### [Required action 1]
List the superlatives that the excerpt on Blumenbach and human diversity applies to Blumenbach as a writer on human diversity.
### [Required action 2]
Answer these from the excerpt on Blumenbach and human diversity:
(a) How many races did Blumenbach's scheme have?
(b) According to an old tradition in science, what must drive changes in theory?
(c) Which ideas dominated the political and social world of Blumenbach's contemporaries?
### [Required action 3]
Echo the excerpt on Blumenbach and human diversity word for word, between "I say ironic" and "thought in general).", inclusive.

### [Excerpted text]
The shift from a geographic to a hierarchical ordering of human diversity marks a fateful transition in the history of Western science—for what, short of railroads and nuclear bombs, has generated more practical impact, in this case almost entirely negative, upon our collective lives and nationalities? Ironically, J. F. Blumenbach became the primary author of this shift—for his five-race scheme became canonical, as he changed the geometry of human order from Linnaean cartography to linear ranking by putative worth.
I say ironic because Blumenbach surely deserves plaudits as the least racist, most egalitarian, and most genial of all Enlightenment writers on the subject of human diversity. How peculiar that the man most committed to human unity, and to inconsequential moral and intellectual differences among groups, should have changed the mental geometry of human order to a scheme that has promoted conventional racism ever since. Yet, on second thought, this situation should not be deemed so peculiar or unusual—for most scientists have always been unaware of the mental machinery, and particularly of the visual or geometric implications, behind their particular theorizing (and underlying all human thought in general).
An old tradition in science proclaims that changes in theory must be driven by observation. Since most scientists believe this simplistic formula, they assume that their own shifts in interpretation only record their better understanding of novel facts. Scientists therefore tend to be unaware of their own mental impositions upon the world’s messy and ambiguous factuality. Such mental manipulations arise from a variety of sources, including
psychological predisposition and social context. Blumenbach lived in an age when ideas of progress, and of the cultural superiority of European life, dominated the political and social world of his contemporaries. Implicit and loosely formulated (or even unconscious) notions of racial ranking fit well with such a worldview. In changing the geometry of human order to a system of ranking by worth, I doubt that Blumenbach operated consciously in the overt service of racism. I think that he only, and largely passively, recorded the pervasive social view of his time. But ideas have consequences, whatever the motives or intentions of their promoters.

### [Material supplied]
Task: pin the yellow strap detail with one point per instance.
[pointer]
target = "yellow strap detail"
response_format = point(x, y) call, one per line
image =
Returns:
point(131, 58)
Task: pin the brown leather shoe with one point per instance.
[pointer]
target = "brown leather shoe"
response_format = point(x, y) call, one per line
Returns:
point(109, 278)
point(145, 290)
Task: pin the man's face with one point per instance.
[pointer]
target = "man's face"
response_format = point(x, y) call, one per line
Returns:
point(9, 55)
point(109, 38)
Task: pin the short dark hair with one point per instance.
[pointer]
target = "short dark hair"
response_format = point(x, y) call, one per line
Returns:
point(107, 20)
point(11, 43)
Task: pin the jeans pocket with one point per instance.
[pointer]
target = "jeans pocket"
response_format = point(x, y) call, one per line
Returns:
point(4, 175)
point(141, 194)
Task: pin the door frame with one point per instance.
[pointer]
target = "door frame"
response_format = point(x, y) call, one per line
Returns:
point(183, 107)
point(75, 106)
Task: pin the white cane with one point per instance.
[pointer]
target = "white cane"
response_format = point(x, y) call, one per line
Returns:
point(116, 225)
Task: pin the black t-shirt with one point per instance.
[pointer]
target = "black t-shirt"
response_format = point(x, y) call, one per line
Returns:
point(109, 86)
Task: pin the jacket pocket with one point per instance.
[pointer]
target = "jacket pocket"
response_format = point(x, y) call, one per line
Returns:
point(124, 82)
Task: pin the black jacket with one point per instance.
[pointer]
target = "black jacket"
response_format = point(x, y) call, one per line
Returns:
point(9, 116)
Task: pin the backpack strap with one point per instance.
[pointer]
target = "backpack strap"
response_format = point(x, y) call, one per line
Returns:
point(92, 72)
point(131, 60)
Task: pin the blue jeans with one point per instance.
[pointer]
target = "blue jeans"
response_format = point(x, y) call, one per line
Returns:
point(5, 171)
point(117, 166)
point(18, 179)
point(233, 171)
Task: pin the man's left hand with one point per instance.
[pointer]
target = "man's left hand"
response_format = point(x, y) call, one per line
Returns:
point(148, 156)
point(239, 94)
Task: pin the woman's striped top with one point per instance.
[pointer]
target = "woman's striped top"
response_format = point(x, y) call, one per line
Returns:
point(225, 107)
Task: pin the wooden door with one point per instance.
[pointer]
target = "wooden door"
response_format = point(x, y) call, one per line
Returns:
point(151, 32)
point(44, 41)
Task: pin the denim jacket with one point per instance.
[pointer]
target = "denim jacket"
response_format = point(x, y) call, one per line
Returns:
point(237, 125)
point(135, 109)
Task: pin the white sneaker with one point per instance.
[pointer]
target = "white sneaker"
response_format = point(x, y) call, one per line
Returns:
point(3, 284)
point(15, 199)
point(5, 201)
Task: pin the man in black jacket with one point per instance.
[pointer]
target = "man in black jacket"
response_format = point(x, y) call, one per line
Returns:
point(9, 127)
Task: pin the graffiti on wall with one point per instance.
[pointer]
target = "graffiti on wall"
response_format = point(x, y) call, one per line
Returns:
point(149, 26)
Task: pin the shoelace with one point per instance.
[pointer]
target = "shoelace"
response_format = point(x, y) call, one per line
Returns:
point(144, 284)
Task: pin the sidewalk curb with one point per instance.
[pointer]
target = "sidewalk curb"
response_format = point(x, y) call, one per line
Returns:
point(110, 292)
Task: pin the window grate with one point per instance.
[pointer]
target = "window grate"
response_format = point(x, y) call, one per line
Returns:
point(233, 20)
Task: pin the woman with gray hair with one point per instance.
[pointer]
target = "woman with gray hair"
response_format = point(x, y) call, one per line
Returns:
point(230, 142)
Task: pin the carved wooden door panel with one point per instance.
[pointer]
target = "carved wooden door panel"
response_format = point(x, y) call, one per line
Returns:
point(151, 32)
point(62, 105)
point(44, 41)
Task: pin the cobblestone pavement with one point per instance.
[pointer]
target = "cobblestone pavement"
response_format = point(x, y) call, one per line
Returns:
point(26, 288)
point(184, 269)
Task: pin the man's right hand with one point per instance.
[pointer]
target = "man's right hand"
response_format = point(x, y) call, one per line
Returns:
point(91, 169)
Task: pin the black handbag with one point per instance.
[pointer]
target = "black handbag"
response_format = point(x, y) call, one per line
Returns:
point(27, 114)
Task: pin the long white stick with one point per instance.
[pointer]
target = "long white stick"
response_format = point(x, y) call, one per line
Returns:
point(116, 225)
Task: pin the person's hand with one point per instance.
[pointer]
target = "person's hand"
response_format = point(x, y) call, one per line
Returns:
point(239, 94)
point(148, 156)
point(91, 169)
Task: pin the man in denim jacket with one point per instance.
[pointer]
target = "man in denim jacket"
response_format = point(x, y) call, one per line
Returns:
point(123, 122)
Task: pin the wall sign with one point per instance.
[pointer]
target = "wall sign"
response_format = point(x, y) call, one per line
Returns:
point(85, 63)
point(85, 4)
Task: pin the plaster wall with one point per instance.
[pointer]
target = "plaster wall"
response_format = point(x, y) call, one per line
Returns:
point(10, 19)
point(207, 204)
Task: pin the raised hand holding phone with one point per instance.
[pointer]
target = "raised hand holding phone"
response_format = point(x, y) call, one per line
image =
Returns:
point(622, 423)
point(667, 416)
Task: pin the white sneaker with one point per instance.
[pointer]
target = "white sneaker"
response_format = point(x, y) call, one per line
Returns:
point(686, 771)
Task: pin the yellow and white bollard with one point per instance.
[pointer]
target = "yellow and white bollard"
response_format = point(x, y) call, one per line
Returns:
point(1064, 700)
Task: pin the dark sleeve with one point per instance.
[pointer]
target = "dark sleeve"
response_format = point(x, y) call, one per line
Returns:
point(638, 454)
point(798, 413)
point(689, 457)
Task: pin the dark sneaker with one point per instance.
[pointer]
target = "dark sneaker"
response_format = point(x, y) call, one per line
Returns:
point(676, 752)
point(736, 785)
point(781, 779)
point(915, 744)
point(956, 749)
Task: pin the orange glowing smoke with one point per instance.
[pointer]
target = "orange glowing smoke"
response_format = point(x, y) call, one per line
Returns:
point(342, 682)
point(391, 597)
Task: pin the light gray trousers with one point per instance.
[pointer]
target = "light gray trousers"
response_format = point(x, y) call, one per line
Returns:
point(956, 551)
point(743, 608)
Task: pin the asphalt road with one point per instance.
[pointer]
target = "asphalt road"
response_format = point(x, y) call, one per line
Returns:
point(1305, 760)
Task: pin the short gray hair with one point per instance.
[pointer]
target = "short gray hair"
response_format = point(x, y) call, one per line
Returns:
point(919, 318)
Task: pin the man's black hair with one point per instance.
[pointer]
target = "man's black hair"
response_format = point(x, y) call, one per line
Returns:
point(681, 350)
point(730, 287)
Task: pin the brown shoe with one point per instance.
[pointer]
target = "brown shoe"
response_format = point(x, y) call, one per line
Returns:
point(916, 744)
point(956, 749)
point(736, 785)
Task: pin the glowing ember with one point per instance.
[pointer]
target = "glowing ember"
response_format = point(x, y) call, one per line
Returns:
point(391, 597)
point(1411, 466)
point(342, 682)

==

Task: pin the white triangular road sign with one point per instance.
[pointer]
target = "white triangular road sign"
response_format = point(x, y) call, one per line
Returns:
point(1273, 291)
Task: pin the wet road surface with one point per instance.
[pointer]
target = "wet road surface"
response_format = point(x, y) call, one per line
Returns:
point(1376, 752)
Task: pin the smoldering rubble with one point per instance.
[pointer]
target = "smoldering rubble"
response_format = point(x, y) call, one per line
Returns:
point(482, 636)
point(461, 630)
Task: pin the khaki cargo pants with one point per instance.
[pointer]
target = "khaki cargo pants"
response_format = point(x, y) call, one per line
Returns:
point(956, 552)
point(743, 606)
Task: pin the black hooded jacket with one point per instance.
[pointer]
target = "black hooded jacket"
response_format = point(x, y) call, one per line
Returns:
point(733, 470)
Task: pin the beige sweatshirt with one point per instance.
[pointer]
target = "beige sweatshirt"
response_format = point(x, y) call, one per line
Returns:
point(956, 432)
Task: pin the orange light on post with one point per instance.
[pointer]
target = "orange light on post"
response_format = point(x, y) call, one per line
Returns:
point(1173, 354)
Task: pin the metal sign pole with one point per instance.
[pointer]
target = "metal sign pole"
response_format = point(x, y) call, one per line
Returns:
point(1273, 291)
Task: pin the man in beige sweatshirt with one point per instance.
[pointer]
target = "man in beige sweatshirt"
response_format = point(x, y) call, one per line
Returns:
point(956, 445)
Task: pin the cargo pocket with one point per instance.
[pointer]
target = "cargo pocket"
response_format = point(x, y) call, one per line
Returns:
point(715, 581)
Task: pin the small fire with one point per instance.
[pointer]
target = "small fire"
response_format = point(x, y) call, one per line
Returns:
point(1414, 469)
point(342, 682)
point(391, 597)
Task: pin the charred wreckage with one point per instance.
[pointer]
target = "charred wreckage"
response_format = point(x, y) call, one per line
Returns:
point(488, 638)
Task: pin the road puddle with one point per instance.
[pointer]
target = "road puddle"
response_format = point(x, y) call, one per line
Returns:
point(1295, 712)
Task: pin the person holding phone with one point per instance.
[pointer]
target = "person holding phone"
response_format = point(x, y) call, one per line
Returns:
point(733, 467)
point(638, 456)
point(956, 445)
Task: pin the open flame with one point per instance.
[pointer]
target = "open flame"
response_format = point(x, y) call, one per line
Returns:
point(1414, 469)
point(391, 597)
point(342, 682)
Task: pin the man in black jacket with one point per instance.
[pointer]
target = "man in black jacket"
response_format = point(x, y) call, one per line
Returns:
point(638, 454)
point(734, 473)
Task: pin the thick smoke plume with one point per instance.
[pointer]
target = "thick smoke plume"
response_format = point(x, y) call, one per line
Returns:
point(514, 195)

### [Worked solution 1]
least racist
most egalitarian
most genial

### [Worked solution 2]
(a) Five.
(b) Observation.
(c) Ideas of progress and of the cultural superiority of European life.

### [Worked solution 3]
I say ironic because Blumenbach surely deserves plaudits as the least racist, most egalitarian, and most genial of all Enlightenment writers on the subject of human diversity. How peculiar that the man most committed to human unity, and to inconsequential moral and intellectual differences among groups, should have changed the mental geometry of human order to a scheme that has promoted conventional racism ever since. Yet, on second thought, this situation should not be deemed so peculiar or unusual—for most scientists have always been unaware of the mental machinery, and particularly of the visual or geometric implications, behind their particular theorizing (and underlying all human thought in general).